Exercise goal
Show every line of the material below that contains the string "wall". Case counts, so match uppercase and lowercase letters precisely.

Data for this exercise
** begin **

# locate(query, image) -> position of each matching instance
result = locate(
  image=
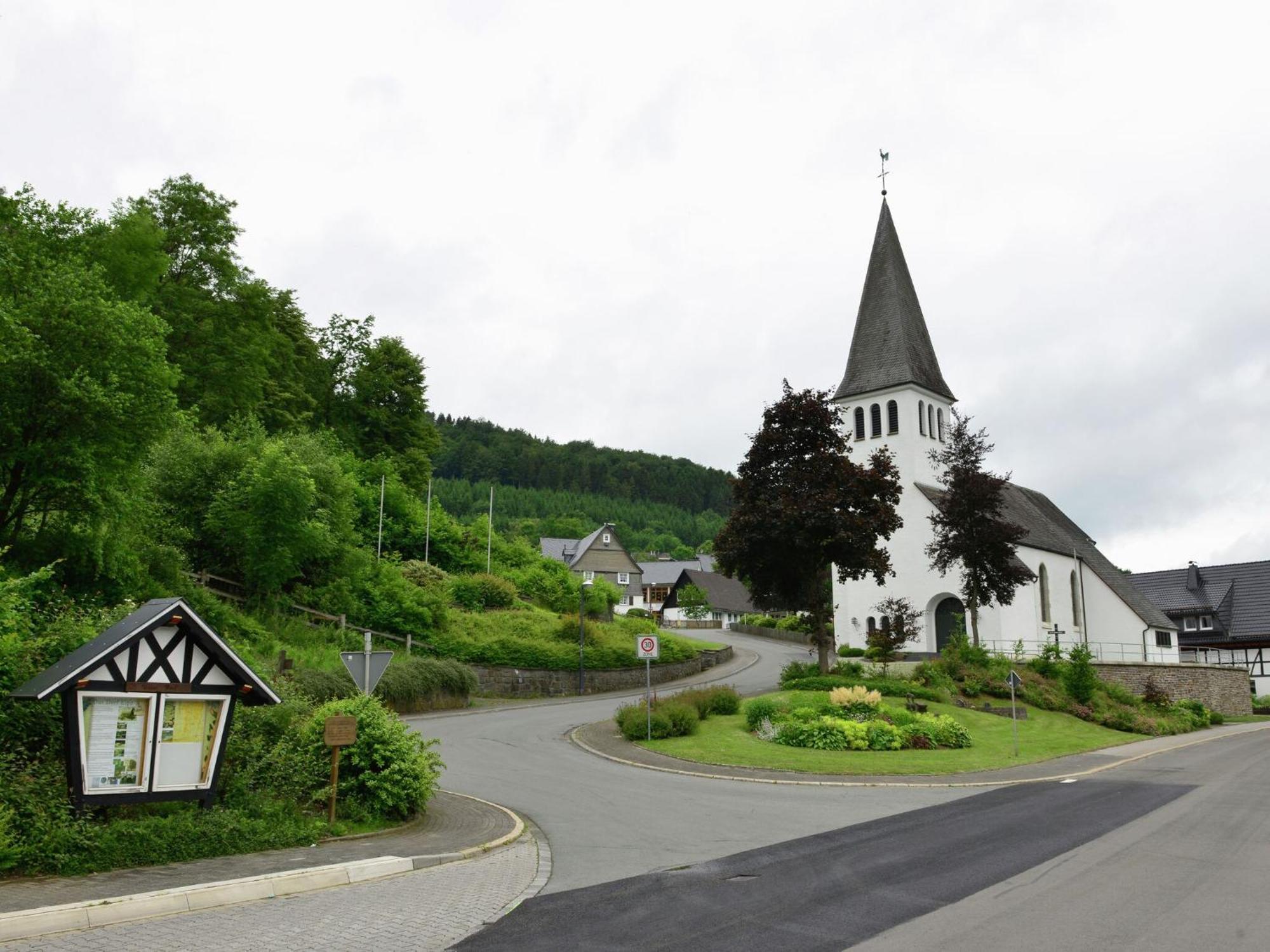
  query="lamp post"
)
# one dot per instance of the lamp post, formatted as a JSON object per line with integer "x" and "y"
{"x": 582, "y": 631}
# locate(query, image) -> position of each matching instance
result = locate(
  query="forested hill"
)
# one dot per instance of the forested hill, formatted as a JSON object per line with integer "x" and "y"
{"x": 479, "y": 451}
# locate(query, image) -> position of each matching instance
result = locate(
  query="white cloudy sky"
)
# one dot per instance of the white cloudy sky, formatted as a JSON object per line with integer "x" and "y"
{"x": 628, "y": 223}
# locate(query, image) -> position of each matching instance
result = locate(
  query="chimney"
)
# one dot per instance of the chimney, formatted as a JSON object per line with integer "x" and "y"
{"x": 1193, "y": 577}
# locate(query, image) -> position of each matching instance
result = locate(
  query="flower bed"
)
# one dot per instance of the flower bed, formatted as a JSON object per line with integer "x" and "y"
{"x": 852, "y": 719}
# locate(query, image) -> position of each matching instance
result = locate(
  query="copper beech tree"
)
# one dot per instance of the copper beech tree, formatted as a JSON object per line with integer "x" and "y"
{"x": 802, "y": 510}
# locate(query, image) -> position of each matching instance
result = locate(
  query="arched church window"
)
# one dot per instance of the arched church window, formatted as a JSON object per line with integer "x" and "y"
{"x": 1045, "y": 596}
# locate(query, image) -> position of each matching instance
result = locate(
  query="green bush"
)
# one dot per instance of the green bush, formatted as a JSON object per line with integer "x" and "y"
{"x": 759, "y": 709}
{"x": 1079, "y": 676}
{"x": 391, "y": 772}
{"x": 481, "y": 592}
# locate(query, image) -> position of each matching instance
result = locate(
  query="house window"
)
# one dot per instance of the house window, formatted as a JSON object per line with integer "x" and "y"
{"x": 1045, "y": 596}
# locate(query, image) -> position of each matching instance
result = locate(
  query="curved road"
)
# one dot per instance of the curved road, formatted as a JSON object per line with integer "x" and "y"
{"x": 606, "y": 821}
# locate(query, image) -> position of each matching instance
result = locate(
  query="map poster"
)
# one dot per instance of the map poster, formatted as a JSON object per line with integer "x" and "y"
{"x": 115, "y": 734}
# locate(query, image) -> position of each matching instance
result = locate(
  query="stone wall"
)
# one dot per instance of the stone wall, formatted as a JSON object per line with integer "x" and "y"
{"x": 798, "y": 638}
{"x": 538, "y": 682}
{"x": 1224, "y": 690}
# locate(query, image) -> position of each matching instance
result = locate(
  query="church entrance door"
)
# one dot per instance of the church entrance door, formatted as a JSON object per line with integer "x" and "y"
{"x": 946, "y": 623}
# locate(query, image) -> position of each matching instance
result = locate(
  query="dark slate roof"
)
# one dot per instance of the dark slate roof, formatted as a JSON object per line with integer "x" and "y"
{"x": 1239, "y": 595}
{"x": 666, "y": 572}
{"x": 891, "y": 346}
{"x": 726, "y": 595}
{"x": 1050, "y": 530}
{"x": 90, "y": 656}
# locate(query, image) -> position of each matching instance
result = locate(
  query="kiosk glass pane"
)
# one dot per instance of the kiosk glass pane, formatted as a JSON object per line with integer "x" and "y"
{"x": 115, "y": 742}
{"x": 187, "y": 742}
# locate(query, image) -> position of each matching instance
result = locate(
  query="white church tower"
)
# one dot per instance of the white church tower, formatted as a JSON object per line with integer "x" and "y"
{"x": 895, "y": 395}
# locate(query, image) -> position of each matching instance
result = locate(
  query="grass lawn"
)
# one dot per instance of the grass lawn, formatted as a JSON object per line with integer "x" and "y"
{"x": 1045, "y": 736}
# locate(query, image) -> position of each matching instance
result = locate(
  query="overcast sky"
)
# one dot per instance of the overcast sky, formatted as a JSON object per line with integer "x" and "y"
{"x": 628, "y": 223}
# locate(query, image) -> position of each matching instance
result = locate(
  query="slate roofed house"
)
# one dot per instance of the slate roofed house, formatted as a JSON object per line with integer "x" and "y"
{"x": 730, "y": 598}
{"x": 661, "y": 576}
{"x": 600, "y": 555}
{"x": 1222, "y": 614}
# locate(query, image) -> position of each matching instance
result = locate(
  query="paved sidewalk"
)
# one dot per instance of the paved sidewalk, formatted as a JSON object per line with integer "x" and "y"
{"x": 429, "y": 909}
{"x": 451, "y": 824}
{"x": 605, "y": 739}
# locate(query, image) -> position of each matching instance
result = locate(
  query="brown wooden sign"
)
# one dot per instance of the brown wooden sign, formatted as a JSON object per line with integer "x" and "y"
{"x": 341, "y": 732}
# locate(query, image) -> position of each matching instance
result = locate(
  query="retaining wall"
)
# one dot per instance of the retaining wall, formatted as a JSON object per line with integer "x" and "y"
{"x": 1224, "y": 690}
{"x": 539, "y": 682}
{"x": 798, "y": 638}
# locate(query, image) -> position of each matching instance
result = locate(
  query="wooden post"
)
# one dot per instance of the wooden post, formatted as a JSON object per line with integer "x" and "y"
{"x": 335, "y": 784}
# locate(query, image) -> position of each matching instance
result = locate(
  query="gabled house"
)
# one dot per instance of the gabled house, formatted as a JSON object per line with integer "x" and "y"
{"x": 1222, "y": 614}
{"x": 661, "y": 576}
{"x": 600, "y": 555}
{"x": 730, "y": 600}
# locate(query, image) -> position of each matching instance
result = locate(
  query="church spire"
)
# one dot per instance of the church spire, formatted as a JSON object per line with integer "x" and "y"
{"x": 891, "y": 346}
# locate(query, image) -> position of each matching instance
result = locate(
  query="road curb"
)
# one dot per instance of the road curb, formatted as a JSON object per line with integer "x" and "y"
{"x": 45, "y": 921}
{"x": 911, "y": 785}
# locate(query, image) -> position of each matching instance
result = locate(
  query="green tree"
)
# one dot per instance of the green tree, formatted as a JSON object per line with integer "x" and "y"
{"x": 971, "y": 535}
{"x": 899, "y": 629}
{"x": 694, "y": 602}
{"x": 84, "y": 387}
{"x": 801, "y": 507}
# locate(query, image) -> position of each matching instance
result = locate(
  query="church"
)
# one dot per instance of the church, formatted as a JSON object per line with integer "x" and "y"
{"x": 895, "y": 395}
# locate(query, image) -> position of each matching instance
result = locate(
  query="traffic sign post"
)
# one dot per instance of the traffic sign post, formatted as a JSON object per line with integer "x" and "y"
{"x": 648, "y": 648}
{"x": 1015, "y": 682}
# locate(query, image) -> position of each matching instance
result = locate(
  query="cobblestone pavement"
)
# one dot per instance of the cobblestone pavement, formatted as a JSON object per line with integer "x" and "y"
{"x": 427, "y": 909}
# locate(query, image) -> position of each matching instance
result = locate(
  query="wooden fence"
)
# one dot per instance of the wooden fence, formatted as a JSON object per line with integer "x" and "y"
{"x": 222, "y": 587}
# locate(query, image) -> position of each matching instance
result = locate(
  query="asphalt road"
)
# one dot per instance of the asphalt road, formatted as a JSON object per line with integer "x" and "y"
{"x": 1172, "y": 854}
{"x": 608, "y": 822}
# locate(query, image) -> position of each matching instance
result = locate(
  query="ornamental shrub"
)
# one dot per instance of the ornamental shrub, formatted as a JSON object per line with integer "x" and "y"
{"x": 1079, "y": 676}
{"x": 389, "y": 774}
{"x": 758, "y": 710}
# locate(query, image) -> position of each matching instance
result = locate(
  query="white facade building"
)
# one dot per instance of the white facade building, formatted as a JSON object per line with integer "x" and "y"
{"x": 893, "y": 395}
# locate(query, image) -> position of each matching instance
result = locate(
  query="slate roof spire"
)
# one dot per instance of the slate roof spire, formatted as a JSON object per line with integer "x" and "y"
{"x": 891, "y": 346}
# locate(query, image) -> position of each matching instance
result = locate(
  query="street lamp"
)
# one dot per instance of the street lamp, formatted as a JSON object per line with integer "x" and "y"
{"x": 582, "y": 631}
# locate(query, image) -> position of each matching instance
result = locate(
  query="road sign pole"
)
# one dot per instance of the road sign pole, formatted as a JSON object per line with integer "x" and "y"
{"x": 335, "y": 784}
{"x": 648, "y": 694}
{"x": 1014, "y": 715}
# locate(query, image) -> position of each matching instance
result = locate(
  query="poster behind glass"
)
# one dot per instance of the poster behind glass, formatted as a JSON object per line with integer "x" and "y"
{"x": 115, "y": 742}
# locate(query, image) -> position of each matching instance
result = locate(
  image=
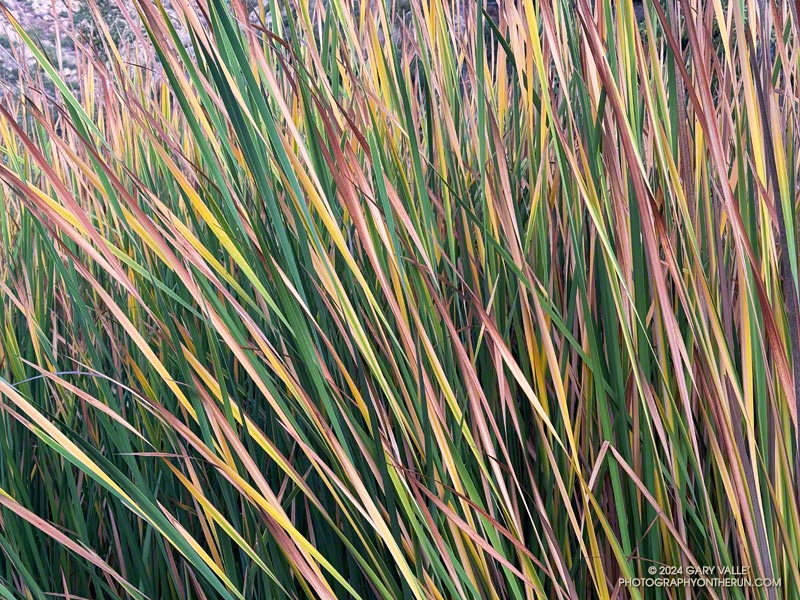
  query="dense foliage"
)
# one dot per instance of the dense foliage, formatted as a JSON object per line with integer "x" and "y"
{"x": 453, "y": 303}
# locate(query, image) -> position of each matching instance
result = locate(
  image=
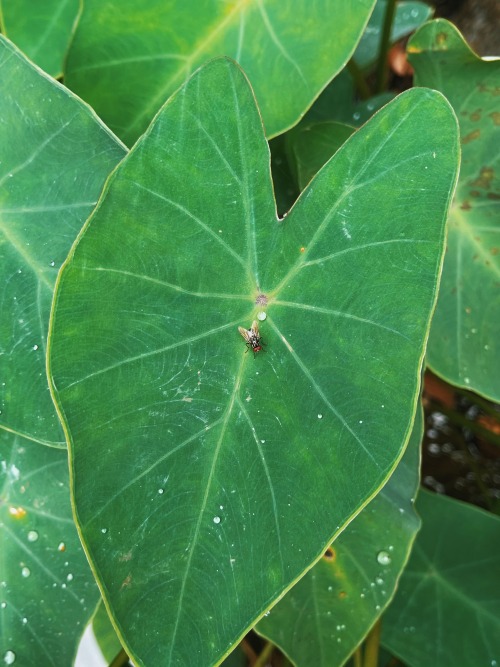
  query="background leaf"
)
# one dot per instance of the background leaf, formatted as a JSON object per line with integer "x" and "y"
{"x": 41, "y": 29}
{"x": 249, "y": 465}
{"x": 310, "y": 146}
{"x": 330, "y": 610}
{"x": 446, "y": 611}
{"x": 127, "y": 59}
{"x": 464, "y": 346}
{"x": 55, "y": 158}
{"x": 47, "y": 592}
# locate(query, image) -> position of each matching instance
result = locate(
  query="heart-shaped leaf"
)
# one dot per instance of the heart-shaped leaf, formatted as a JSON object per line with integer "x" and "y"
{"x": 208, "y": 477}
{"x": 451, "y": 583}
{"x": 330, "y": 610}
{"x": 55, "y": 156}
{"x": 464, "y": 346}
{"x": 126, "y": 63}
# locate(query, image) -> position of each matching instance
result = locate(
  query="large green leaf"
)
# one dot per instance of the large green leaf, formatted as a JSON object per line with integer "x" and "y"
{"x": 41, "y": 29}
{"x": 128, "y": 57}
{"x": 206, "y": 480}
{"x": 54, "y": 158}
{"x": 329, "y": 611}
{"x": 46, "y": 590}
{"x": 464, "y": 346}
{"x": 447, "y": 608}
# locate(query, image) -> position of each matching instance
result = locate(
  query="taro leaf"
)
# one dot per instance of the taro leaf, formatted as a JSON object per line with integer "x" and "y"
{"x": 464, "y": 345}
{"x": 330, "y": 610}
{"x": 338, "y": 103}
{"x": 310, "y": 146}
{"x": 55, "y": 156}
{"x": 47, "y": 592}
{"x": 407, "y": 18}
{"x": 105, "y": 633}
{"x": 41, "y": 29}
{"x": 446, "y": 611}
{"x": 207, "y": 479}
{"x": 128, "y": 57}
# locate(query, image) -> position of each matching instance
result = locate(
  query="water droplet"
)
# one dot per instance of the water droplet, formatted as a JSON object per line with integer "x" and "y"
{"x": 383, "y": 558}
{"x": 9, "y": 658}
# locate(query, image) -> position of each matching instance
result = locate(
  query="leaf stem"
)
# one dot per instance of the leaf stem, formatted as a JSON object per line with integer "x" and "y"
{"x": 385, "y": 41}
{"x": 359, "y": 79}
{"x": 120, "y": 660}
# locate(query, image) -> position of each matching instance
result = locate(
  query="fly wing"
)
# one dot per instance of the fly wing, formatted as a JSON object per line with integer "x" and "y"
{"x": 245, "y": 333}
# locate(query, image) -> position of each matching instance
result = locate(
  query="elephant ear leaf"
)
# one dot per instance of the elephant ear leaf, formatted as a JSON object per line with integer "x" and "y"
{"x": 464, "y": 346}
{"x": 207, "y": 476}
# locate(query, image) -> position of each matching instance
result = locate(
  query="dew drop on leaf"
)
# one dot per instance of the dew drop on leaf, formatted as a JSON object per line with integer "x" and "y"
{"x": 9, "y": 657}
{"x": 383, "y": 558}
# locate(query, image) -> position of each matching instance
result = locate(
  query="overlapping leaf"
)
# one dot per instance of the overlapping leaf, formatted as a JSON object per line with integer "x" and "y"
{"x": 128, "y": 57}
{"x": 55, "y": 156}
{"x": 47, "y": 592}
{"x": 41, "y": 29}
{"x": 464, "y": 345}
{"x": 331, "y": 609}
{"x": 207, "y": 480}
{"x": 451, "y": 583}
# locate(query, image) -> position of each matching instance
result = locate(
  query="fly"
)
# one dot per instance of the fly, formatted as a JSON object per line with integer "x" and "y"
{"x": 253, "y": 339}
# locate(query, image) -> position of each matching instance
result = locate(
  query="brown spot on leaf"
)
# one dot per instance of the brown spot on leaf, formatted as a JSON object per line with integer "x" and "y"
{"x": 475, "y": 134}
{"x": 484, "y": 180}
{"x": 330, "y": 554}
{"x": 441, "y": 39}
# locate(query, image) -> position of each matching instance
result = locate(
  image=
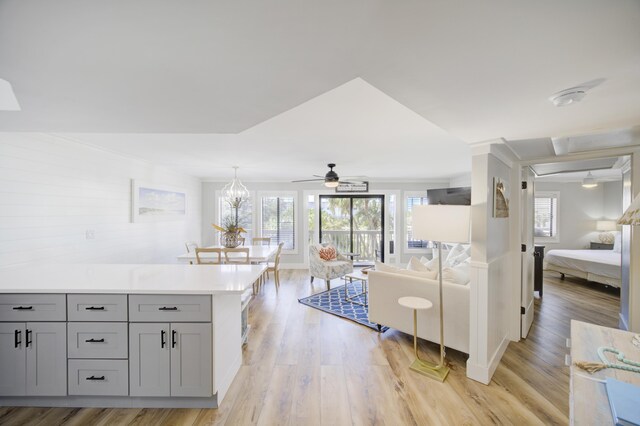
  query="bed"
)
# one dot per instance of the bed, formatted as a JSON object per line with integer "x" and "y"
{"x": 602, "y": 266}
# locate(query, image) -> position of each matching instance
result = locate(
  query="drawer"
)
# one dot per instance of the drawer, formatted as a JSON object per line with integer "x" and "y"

** end **

Written solution
  query="stone wall"
# one dot per instance of the stone wall, formatted as a JSON object per line with integer "x" and "y"
  query="retaining wall"
# one dot per instance of the retaining wall, formatted as a JSON object per line with integer "x" and "y"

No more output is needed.